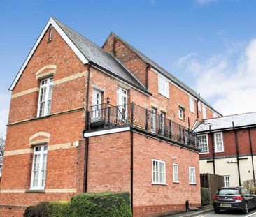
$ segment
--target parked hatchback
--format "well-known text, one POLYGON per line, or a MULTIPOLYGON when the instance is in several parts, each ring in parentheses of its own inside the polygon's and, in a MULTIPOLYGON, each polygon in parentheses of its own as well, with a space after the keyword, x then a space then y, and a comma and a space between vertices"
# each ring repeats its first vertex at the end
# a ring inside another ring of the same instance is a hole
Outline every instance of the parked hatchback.
POLYGON ((248 214, 249 209, 256 207, 256 195, 243 187, 223 187, 213 196, 215 213, 220 210, 241 210, 248 214))

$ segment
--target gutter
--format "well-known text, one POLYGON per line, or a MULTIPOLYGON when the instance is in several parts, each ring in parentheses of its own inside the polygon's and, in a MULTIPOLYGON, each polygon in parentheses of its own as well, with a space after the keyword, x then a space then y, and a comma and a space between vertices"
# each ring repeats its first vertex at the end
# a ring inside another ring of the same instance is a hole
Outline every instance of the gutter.
MULTIPOLYGON (((243 125, 243 126, 234 126, 234 127, 218 128, 218 129, 215 129, 215 130, 211 130, 211 131, 212 132, 227 131, 227 130, 232 130, 234 129, 243 129, 243 128, 253 128, 253 127, 256 127, 256 124, 248 124, 248 125, 243 125)), ((201 134, 201 133, 210 133, 210 131, 208 130, 202 130, 202 131, 199 130, 197 133, 201 134)))

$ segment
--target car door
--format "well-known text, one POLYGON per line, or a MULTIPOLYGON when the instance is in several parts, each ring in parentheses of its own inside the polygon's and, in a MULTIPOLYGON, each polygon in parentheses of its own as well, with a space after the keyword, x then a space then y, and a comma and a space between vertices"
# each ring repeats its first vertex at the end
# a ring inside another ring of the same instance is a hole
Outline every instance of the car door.
POLYGON ((253 207, 256 207, 256 195, 252 192, 250 192, 252 200, 253 200, 253 207))
POLYGON ((245 188, 246 195, 248 195, 248 205, 249 207, 253 208, 256 206, 256 196, 253 195, 248 189, 245 188))
POLYGON ((243 188, 242 190, 243 190, 243 197, 246 200, 247 202, 248 203, 249 208, 253 208, 254 207, 254 204, 252 194, 250 193, 250 190, 246 188, 243 188))

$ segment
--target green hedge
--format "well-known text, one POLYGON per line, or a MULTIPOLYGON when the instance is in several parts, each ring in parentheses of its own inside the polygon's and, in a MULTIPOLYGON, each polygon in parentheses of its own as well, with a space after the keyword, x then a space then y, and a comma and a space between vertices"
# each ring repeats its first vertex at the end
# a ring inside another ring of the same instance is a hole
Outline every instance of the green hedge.
POLYGON ((84 193, 71 198, 73 217, 131 216, 127 193, 84 193))
POLYGON ((131 217, 127 193, 84 193, 70 202, 41 202, 28 207, 24 217, 131 217))
POLYGON ((69 201, 41 202, 27 207, 24 217, 69 217, 69 201))
POLYGON ((201 188, 201 202, 202 206, 210 204, 210 189, 201 188))

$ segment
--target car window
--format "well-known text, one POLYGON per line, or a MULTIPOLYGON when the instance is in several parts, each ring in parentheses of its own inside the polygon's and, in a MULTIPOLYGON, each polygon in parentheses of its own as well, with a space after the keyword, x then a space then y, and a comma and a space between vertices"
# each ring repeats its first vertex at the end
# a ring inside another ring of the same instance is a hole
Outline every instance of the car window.
POLYGON ((217 194, 219 195, 239 195, 239 189, 219 189, 217 192, 217 194))
POLYGON ((244 188, 244 190, 246 190, 246 193, 247 195, 250 195, 250 190, 248 189, 244 188))

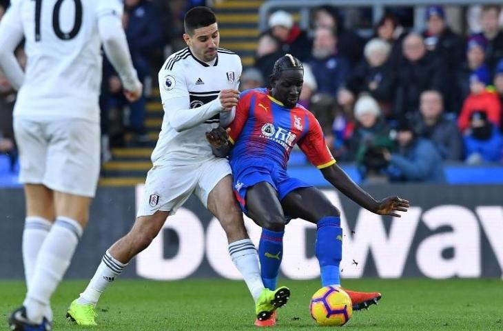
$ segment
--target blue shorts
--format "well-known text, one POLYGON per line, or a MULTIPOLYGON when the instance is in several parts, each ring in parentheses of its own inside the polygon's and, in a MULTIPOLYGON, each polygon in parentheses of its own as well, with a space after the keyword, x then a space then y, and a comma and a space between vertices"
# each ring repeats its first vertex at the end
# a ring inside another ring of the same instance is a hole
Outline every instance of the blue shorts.
POLYGON ((294 190, 312 186, 300 179, 289 177, 287 170, 280 166, 264 160, 255 159, 243 163, 231 161, 231 168, 234 194, 245 214, 247 212, 247 190, 258 183, 265 181, 271 184, 278 192, 280 201, 294 190))

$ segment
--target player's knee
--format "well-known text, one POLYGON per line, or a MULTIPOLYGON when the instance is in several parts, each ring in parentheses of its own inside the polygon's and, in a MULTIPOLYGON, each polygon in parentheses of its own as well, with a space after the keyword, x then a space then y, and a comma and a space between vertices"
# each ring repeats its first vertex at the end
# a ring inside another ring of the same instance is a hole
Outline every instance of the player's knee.
POLYGON ((285 231, 285 217, 280 214, 265 214, 262 217, 260 226, 270 231, 285 231))
POLYGON ((323 217, 340 217, 340 211, 335 205, 330 204, 327 205, 324 210, 322 210, 318 219, 321 219, 323 217))
POLYGON ((134 242, 136 243, 136 250, 140 252, 147 248, 154 240, 155 236, 152 235, 148 232, 144 232, 136 235, 134 238, 134 242))

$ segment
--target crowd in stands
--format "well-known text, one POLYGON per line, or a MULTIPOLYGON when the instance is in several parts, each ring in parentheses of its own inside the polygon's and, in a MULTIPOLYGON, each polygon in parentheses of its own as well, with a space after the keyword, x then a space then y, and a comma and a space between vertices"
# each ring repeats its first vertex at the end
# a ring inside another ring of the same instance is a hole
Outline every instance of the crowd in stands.
MULTIPOLYGON (((5 2, 0 1, 0 19, 5 2)), ((123 25, 145 95, 128 103, 116 73, 104 63, 100 106, 105 160, 110 157, 109 146, 150 141, 145 97, 164 59, 185 47, 180 38, 184 13, 205 4, 125 0, 123 25), (125 132, 132 135, 128 142, 125 132)), ((462 34, 449 26, 442 6, 427 8, 424 31, 413 31, 391 10, 365 37, 347 28, 344 14, 333 6, 314 8, 308 30, 290 13, 278 10, 258 38, 254 65, 245 68, 240 88, 267 86, 274 62, 287 52, 302 61, 300 103, 320 121, 334 157, 355 161, 369 181, 442 181, 444 161, 501 164, 501 8, 478 10, 471 14, 462 34)), ((22 48, 19 53, 22 61, 22 48)), ((14 100, 0 74, 0 153, 15 150, 12 126, 6 125, 12 123, 14 100)))
POLYGON ((441 181, 444 161, 503 161, 503 31, 500 6, 479 11, 480 30, 451 29, 444 8, 427 8, 424 31, 387 12, 367 39, 329 6, 301 31, 284 10, 259 39, 256 81, 274 59, 304 61, 309 97, 333 154, 371 180, 441 181), (308 47, 311 46, 310 51, 308 47))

□ □ □

* [What to do]: Put everything from the start of the records down to the line containing "POLYGON ((248 214, 249" into a Markdown table with the columns Row and Line, one numbered row per line. Skip blank lines and leave the pictures out.

* [Completed exercise]:
| Row | Line |
|---|---|
| 1 | $ segment |
| 2 | --target parked hatchback |
| 3 | --format "well-known text, one POLYGON per line, or a MULTIPOLYGON when the instance is in several parts, each ring in parentheses of its own inside the polygon's and, in a MULTIPOLYGON, each polygon in parentheses of its own as well, with a space after the keyword, x then a space then y, and a comma and a space between vertices" |
| 4 | # each ring repeats its first vertex at the end |
| 5 | # a ring inside another ring of the same instance is a hole |
| 6 | Outline every instance of the parked hatchback. |
| 7 | POLYGON ((248 214, 249 209, 256 207, 256 195, 243 187, 223 187, 213 196, 215 213, 220 210, 241 210, 248 214)) |